TASK BRIEF >> Taking the line with "For every instance of the snow-covered" as the first and the last line of the listing as the final one, please copy exactly those lines and no others, without pictures.

TASK DATA >>
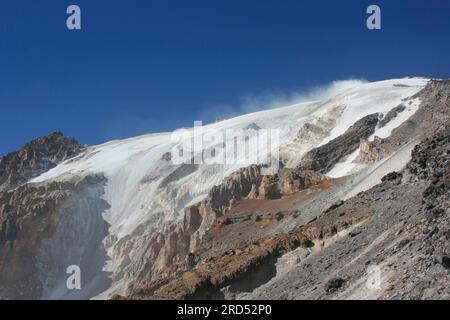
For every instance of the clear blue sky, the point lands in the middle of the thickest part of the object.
(148, 66)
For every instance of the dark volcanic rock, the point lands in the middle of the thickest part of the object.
(35, 158)
(323, 158)
(334, 284)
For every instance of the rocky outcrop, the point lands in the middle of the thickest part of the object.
(371, 151)
(170, 251)
(323, 158)
(309, 135)
(433, 112)
(36, 157)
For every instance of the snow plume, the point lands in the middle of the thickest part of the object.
(270, 100)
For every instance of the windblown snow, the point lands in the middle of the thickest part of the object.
(143, 186)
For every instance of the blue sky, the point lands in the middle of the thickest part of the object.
(149, 66)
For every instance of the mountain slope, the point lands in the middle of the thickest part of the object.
(149, 218)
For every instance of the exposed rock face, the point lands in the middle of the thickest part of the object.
(169, 251)
(323, 158)
(371, 151)
(36, 157)
(400, 225)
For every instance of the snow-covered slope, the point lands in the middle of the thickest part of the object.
(143, 187)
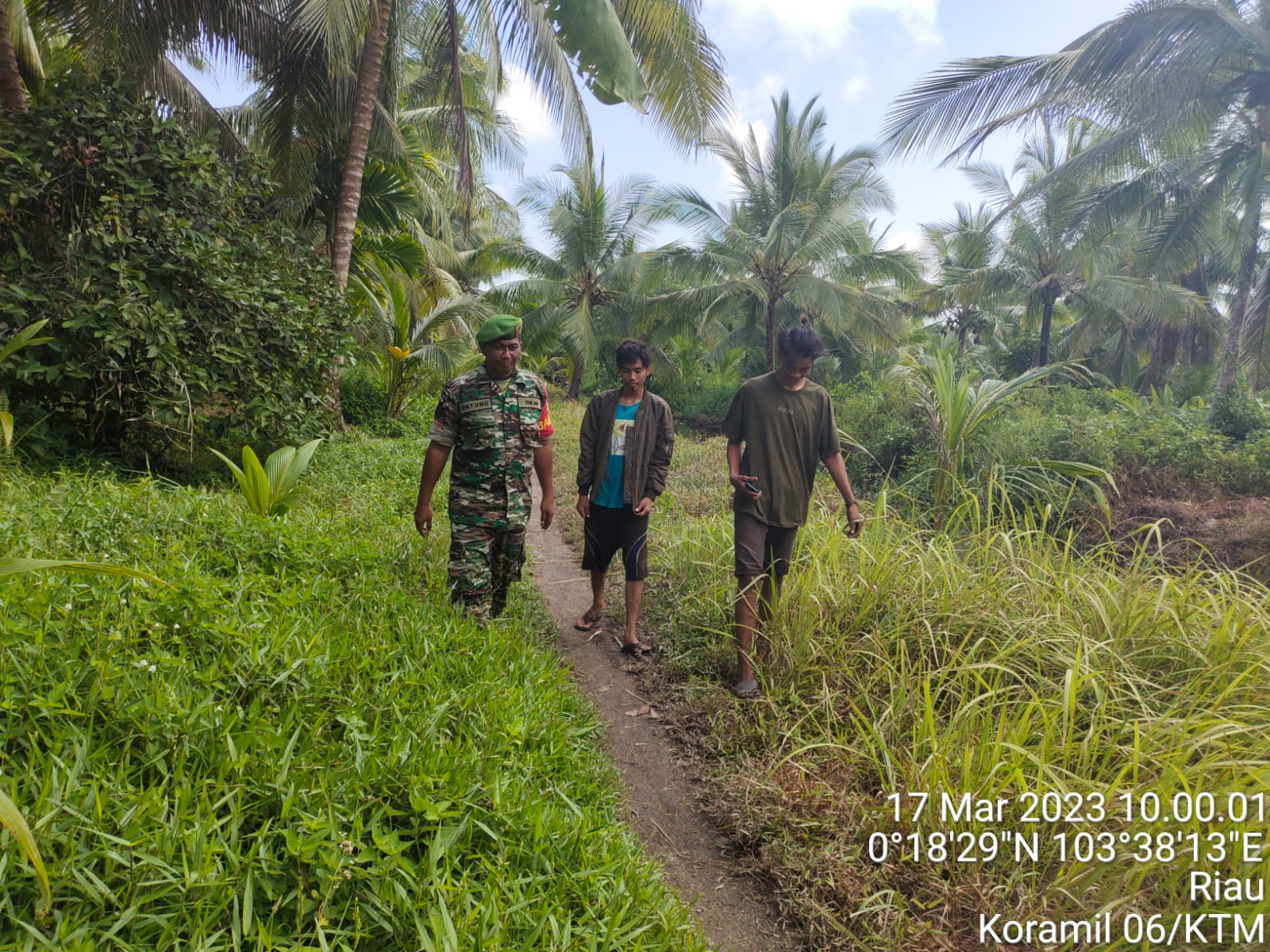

SOLUTION BELOW >>
For every instance of the snow-covered slope, the point lands in the middle of the thickest part of the object.
(143, 187)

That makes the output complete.